▶ Document passage
+++
A recent study conducted by Rachel Jones, senior research associate at the Guttmacher Institute, asserts that research shows the withdrawal method is almost as effective as condoms when used correctly. When used correctly 100 percent of the time, condoms have a two percent failure rate. When used correctly, withdrawal has a four percent failure rate. And Jones is not the first one to the party. In her paper "Better than nothing or savvy risk-reduction practice? The importance of withdrawal," she references another study by an enterprising pair named Deborah Rogow and Sonya Horowitz who came to the same conclusion, which is that pulling out is a hell of a lot better than nothing and that more research should be done on the matter. That was back in 1995. Fourteen years later, Jones is still one of the scant voices requesting more research.

Withdrawal is one of the oldest, most widely used forms of birth control outside abstinence. It's mentioned in the Bible. Some scholars argue that the Prophet Muhammad gave pulling out the thumbs up. So when did coitus withdrawal get the big red "rejected" stamp?

The Catholic Church was one of the first institutions to frown on pulling out. Sperm deserved a shot at the egg, and impeding its journey indicated couples were interested in copulating for reasons other than having a baby. But the tide really began turning against pulling out because, unlike the church, opponents believed users would have a child. The 1900s ushered in new forms of birth control, like diaphragms, and along with it, birth control activists. Margaret Sanger, the champion of birth control in the U.S. and Marie Stopes, her counterpart across the pond, were not fans. In addition to deeming the method unreliable even when used correctly, both felt that men couldn't be trusted to pull out in time. Men were sexual animals who either didn't care enough to pull out, or couldn't.
+++
▶ Task list
**A)** Reproduce the passage on the withdrawal method from "A recent study" up to and including "requesting more research.".
**B)** Translate this sentence from the withdrawal method passage into Spanish: "Withdrawal is one of the oldest, most widely used forms of birth control outside abstinence."
**C)** Extend the passage about the withdrawal method and its history, picking up right after its last sentence.
+++
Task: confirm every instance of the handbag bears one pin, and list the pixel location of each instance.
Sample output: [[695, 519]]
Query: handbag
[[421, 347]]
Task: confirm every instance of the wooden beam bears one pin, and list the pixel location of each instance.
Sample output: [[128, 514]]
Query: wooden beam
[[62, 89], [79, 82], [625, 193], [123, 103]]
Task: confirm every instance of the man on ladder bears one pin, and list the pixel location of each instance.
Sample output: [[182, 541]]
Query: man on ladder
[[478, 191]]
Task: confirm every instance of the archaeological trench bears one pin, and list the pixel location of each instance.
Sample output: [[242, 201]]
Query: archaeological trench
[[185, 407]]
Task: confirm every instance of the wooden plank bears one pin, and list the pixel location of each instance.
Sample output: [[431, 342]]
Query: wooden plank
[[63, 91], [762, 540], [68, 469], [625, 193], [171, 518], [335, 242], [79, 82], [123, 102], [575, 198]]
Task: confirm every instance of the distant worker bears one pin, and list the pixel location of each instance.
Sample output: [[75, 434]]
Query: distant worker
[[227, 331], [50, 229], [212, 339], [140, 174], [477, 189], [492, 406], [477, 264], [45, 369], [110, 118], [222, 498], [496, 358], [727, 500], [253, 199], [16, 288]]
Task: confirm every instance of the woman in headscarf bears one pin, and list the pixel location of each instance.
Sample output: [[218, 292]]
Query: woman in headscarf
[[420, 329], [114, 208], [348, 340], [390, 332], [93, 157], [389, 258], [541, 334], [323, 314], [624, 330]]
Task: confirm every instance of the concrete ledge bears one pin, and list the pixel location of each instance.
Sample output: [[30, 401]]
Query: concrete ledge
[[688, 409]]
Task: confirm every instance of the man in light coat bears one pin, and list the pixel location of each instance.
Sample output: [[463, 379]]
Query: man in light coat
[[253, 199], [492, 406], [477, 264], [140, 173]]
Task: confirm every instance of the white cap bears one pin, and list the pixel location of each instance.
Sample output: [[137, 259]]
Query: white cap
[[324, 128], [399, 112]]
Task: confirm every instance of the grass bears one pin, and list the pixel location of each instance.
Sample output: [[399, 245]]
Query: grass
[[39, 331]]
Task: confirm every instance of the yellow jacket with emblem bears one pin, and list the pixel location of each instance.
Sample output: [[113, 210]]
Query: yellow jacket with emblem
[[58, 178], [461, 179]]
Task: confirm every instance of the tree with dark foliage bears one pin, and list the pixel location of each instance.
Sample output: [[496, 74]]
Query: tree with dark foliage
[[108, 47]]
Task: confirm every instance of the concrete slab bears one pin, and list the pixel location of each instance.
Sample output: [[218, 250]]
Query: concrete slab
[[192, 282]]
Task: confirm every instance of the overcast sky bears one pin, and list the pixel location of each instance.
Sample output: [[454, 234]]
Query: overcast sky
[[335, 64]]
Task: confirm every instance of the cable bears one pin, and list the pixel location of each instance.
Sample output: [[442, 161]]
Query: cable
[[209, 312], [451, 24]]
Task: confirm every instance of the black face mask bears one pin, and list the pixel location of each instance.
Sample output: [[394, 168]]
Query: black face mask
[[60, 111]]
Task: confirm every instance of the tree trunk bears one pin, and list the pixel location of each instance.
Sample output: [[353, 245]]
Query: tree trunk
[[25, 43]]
+++
▶ Answers for the exercise
**A)**
A recent study conducted by Rachel Jones, senior research associate at the Guttmacher Institute, asserts that research shows the withdrawal method is almost as effective as condoms when used correctly. When used correctly 100 percent of the time, condoms have a two percent failure rate. When used correctly, withdrawal has a four percent failure rate. And Jones is not the first one to the party. In her paper "Better than nothing or savvy risk-reduction practice? The importance of withdrawal," she references another study by an enterprising pair named Deborah Rogow and Sonya Horowitz who came to the same conclusion, which is that pulling out is a hell of a lot better than nothing and that more research should be done on the matter. That was back in 1995. Fourteen years later, Jones is still one of the scant voices requesting more research.

**B)** El coito interrumpido es uno de los métodos anticonceptivos más antiguos y más utilizados, aparte de la abstinencia.

**C)**
Sanger and Stopes also subscribed to a belief that was common during the day that pulling out would essentially drive both participants bonkers and lead to any number of health problems. In a report she prepared for the courts in 1917, Sanger includes the writings of Enoch Heinrich Kisch, an Austrian gynecologist who penned one of the, ahem, seminal texts on the dangers of withdrawal, The Sexual Life of Women, in 1910.

Kisch believed that some of the "evil effects" of coitus interruptus lead to "intense hyperaemia of the uterus" and "chronic netritis." Stopes complained that women were deprived of "the beneficial absorption from the seminal and prostatic fluids." (At least one researcher suggested that it was obvious that certain elements of sperm were absorbed through the vaginal walls because its odor could be detected on the breath of women who had recently had intercourse.)

Coitus interruptus was blamed for heart problems, back problems, "congested" urethras, and neuroses. In short, the failure of a man to deposit the proof of his orgasm inside a woman's vagina was a tragedy. And it wasn't just bad news for the guy. The woman's satisfaction was intrinsically tied to the man's. Withdrawing the penis prior to ejaculation circumvented the female orgasm and left her frustrated. While a valid concern for women's need to control their own fertility made birth control the domain of doctors and the medical establishment, it was also coupled with bad science. Natural methods fell to the wayside.